Nothing in the records may be left out; restate them word for word.

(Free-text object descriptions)
((
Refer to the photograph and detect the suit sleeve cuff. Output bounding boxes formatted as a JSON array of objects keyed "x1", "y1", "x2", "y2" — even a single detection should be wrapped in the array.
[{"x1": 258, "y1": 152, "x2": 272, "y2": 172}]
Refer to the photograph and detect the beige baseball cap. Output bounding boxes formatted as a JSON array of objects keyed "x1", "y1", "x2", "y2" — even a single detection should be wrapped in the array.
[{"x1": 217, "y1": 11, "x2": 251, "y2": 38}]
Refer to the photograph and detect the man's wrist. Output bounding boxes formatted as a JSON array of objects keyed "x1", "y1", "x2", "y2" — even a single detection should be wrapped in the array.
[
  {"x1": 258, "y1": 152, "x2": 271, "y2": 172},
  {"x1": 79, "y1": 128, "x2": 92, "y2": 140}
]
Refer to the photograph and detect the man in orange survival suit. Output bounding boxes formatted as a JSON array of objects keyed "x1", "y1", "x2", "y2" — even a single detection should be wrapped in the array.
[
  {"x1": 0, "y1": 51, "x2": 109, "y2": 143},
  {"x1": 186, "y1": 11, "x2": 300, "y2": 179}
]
))
→ **Result of this task**:
Refer to the photograph and detect the suit sleeve cuff. Output bounding boxes formatted as a JSON array of objects keyed "x1", "y1", "x2", "y2" — even a single detection should be wrapped in the array.
[{"x1": 258, "y1": 152, "x2": 272, "y2": 172}]
Refer to the photograph and detect the beige baseball cap. Output bounding boxes formatted as a JSON array of objects keyed "x1", "y1", "x2", "y2" — even a single detection should be wrapped in the array.
[{"x1": 217, "y1": 11, "x2": 251, "y2": 38}]
Refer to the photograph and detect the man's wrist. Output bounding boxes formatted as a JSON array of objects keyed "x1", "y1", "x2", "y2" — even a single detection should be wrapped in the array.
[
  {"x1": 258, "y1": 152, "x2": 271, "y2": 172},
  {"x1": 79, "y1": 128, "x2": 92, "y2": 140}
]
Refer to the photograph and detect the man in orange survival suit. Output bounding boxes formatted as a JSON array of objects keyed "x1", "y1", "x2", "y2" — even a single detection should be wrapped in the array.
[
  {"x1": 0, "y1": 51, "x2": 109, "y2": 143},
  {"x1": 186, "y1": 11, "x2": 300, "y2": 179}
]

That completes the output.